> _STATED EXERCISE_: Turn the data below into a numbered list, one line per item, with any blank lines omitted.

> _INFORMATION SHOWN_:
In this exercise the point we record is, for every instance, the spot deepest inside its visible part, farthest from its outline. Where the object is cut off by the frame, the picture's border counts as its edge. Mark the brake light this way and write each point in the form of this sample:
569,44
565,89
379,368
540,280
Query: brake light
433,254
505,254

> _SOLUTION BELOW_:
1. In this exercise the point we record is, for every instance, the spot deepest inside its visible part, farthest from its outline. Where the object is cut off by the frame, the picture's border counts as its edge. Mark the brake light this way and write each point in the form of this sample:
2. 569,44
3. 565,89
4. 379,368
5. 540,280
6. Query: brake light
7. 433,254
8. 505,254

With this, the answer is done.